═══ Entries provided

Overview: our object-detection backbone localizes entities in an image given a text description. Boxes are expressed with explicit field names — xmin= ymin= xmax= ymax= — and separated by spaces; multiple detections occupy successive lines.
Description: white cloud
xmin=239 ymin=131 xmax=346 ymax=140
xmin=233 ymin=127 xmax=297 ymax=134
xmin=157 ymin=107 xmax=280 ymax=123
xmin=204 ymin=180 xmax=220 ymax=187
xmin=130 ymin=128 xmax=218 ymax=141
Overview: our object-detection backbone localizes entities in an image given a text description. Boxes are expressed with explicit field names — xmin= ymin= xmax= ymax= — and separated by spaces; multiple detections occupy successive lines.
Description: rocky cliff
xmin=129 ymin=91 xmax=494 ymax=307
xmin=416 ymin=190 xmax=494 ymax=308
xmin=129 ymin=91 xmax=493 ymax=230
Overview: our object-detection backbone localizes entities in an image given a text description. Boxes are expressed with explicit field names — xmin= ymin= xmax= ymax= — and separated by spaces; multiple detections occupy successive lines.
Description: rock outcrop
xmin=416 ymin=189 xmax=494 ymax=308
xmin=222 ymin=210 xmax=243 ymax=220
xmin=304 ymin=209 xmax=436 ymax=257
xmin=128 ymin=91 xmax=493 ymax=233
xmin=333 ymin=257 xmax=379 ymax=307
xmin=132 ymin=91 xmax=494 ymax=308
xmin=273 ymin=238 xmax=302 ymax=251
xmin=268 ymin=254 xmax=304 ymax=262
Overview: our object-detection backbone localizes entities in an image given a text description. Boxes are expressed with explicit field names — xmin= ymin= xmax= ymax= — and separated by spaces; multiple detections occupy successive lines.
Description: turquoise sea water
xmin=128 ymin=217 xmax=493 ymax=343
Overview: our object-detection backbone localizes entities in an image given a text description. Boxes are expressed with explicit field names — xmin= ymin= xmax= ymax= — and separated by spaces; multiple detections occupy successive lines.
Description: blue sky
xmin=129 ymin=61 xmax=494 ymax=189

══════

→ Exercise aim
Swap every "object-detection backbone" in the data above for "detection model" and reproduce all other lines unchanged.

→ Exercise response
Overview: our detection model localizes entities in an image given a text description. Boxes are expressed with explicit field names — xmin= ymin= xmax= ymax= — and separated by spaces; multiple detections occupy successive lines.
Description: white cloud
xmin=239 ymin=131 xmax=346 ymax=140
xmin=233 ymin=127 xmax=297 ymax=134
xmin=157 ymin=107 xmax=280 ymax=123
xmin=204 ymin=180 xmax=220 ymax=187
xmin=130 ymin=128 xmax=218 ymax=141
Overview: our detection model localizes entities in an image given a text description. Boxes are expressed with explicit field names — xmin= ymin= xmax= ymax= — and separated by spaces; multiple detections occupy successive lines.
Description: rocky cliff
xmin=129 ymin=91 xmax=494 ymax=307
xmin=416 ymin=190 xmax=494 ymax=308
xmin=129 ymin=91 xmax=493 ymax=230
Overview: our detection model localizes entities in an image given a text description. Boxes are expressed with explicit field names — xmin= ymin= xmax= ymax= — and separated by spaces; multiple detections occupy successive lines.
Description: rock outcrop
xmin=416 ymin=189 xmax=494 ymax=308
xmin=222 ymin=210 xmax=243 ymax=220
xmin=304 ymin=209 xmax=436 ymax=257
xmin=128 ymin=91 xmax=493 ymax=233
xmin=333 ymin=257 xmax=379 ymax=307
xmin=132 ymin=91 xmax=494 ymax=308
xmin=273 ymin=238 xmax=302 ymax=251
xmin=268 ymin=254 xmax=304 ymax=262
Overview: our detection model localizes entities in an image given a text description. Boxes are expressed with explicit field names — xmin= ymin= xmax= ymax= — and separated by spaces; multiple detections occupy successive lines.
Description: turquoise sea water
xmin=128 ymin=217 xmax=493 ymax=343
Overview: our detection model localizes entities in an image given a text description. Boxes are expressed with explicit field names — xmin= ymin= xmax= ymax= — and separated by spaces; multiple detections occupy successive lines.
Description: blue sky
xmin=129 ymin=61 xmax=494 ymax=189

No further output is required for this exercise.